§ TASK
Continue the commentary on Trump's economic plans and the markets below from the point where it stops.

§ TEXT
══════
Nevertheless, Donald Trump has reignited business optimism and promised a return to traditional means of stimulating the US economy and signaled a move away from relying on the Central Bank.

Markets have responded to this optimism, as they are valued on future profits prices have adjusted to reflect the heavy expectation that corporate earnings will be significantly higher next year than they are now.

However, all this relies on Trump delivering and also that events elsewhere in the world do not dilute his growth strategy.

It is very early days into his controversial Presidency and nothing economically, as yet, has happened.

The probability that he will deliver on at least his deregulation and tax cuts agenda is high, especially given the pro-business orientation of his cabinet and the Republican control of both Houses of Congress. However, there is the danger he will become distracted with other issues and the markets start to lose patience with him.

Bookies have odds for Trump being impeached at 3 to 1.

But it is Trump’s policies that the markets like, not necessarily the man.

Donald Trump v Ronald Reagan

In November 1980, Ronald Reagan was elected President replacing Jimmy Carter. Americans decided that the country driven by economic decline and international embarrassment needed a change.

Trump’s economic proposals of cutting taxes, increasing military and infrastructure spending are similar to Reagan’s.

But there are very different circumstances, in 1980 rampant inflation and low growth had led to a severe recession.

When Reagan was elected, the 10-year Treasury yield was 12.7% due to equally high levels of inflation.

When Trump was elected, the same Treasury rate was about 1.9%, it is now 2.4%.

The Credit Crunch of 2008 has effectively meant stagnation not recession but there has been a similar decline in US industry.

Jobs have been created but on low wages and in Starbucks and Amazon not at Caterpillar and GM.

Interestingly, Trump’s stimulus plan of $500 billion plus per year is substantially bigger inflation-adjusted than Reagan’s.

So Reagan and Trump have similar plans, are both controversial characters, have some similarity in the employment situation but start from very different economic circumstances.

Can we use the Reagan period as a “roadmap” for Trump?

Source: Altaira Capital Partners

These charts from highly respected Technical Analyst Ralph Acampora highlight that the Dow had a 15% run from the Election Day 1980 until April 1981.

Then, as Reagan struggled to get Congress to implement his policies, the market pulled back, before setting off on a multi-year bull run.

Intriguingly, since Trump’s victory the Dow is up about 10% and on this basis could have further to go. However, could the same thing happen to Trump, might he also struggle to get his plans passed by Congress?

Budget Debt

Trump is inheriting a budget deficit of $10 trillion over the next 10 years and this is before any of his tax cuts or infrastructure/defence spending.

In 2015 Obama agreed a debt ceiling holiday with Congress; this expires on the 15th of March and reverts to a ceiling of $20 trillion.

On current estimates the US Treasury will have $200 billion of “overdraft” left and is currently spending (before any extra Trump stimulus) about $75 billion a month.

So by summer there will be no money left and the US Government will again face a shut-down.

Obama always struggled with a Republican House, in theory; Trump should have “his” party on his side.

But he wasn’t the Congressmen’s choice. This will be his first major hurdle to cross and could be a significant one for the market as well.

Gold

Gold has for the first time in 5 years started to generate some interest from speculators.

Remember, Gold is not an investment it can’t be valued, it pays no dividend or coupon, it is a gamble.

Traditionally, it was used as a hedge against inflation more recently it tends to move in the opposite direction to the dollar.
══════
§ EXTRACTED DATA
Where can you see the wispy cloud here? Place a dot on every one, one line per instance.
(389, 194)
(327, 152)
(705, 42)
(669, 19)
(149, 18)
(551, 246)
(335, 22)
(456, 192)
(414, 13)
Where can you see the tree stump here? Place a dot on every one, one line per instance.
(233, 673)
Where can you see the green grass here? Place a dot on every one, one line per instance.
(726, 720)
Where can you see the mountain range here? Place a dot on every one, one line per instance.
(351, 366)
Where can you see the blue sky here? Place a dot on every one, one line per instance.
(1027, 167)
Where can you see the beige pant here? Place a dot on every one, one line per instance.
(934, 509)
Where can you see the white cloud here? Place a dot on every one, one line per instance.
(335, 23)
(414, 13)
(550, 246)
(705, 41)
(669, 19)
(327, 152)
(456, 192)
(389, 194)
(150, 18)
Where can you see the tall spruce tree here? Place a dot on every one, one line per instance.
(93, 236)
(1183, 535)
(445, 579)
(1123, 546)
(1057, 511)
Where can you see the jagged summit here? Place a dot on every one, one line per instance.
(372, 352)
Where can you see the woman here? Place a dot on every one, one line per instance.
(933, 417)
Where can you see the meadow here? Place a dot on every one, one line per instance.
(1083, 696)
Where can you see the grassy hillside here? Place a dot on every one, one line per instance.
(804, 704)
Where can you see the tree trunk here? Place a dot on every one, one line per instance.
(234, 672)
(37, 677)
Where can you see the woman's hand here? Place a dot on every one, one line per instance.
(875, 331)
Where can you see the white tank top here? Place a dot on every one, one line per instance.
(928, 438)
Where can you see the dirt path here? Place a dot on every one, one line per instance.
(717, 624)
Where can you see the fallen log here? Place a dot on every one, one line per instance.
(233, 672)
══════
§ TASK ANSWER
So for the price to be picking up when the dollar is being relatively strong is unusual.

This may be due to the Chinese imposition of tighter exchange controls or Indians placing cash rupees into anonymous gold rather than bank accounts as Modi wants.

Also we are seeing a number of risk events happening in March, the above US Budget showdown is one, elections across Europe are another. All might see traders seeking safety in gold?

European Elections

The markets so far seem sanguine about the forthcoming Dutch and French elections.

They feel that Brexit and Trump were Anglo-Saxon issues and the political system in Europe will make it diffuclt for Wilders and/or Le Pen to form a government.

Whilst it would appear that victory is not probable it is also possible. The negative ramifications for either winning lie in an exit from the euro and the EU.

As Greece has shown there is no procedure in place for leaving the single currency and the consequences on the banking system must not be underestimated.

It could cause another credit crunch and widespread bank collapses across Europe.

This is a very high stakes game. As we write Wilders in Holland has the best odds of a victory but is unlikely to be able to form a government, so would be powerless to change anything in Holland.

In France the demise of right winger Fillon and the subsequent rise of more socialist Macron in the opinon polls makes the French Election more unpredictable.

Like her father, Le Pen is unlikely to win the second round, hence the markets seem calm.

Markets

Markets normally don’t pay much attention to politics particularly in Europe as the status quo is so embedded in mainstream European political culture.

Even now markets are not pricing in either a Wilders or Le Pen victory.

Rational analysis suggests the markets are correct, but the same analysis didn’t work for Brexit and Trump.

In the UK, March/April will probably see the triggering of Article 50 and we cannot rule out a snap General Election or Theresa May calling Nicola Sturgeon’s bluff for a second Scottish Vote.

So the markets are facing a number of short term political headwinds.

But any sign that Trump is delivering on his promises will underline the positive long term outlook for equities.

Valuations are coming down and growth is accelerating and even though US interest rates are likely to rise on March 15th they remain very low by historic standards.

Institutions are overweight bonds and underweight equities; over the medium term this will have to change thus raising the possibility of a Reagan/Thatcher style boom.

But, we must remember before that boom there was significant economic pain.

We remain concerned that rising US interest rates are squeezing the US consumer before they get any Trump benefit.

In essence therefore the medium and long term outlook for equities is likely to get very much better.

In the short term though, there are some enormous political hurdles to overcome in the US, Europe and the UK.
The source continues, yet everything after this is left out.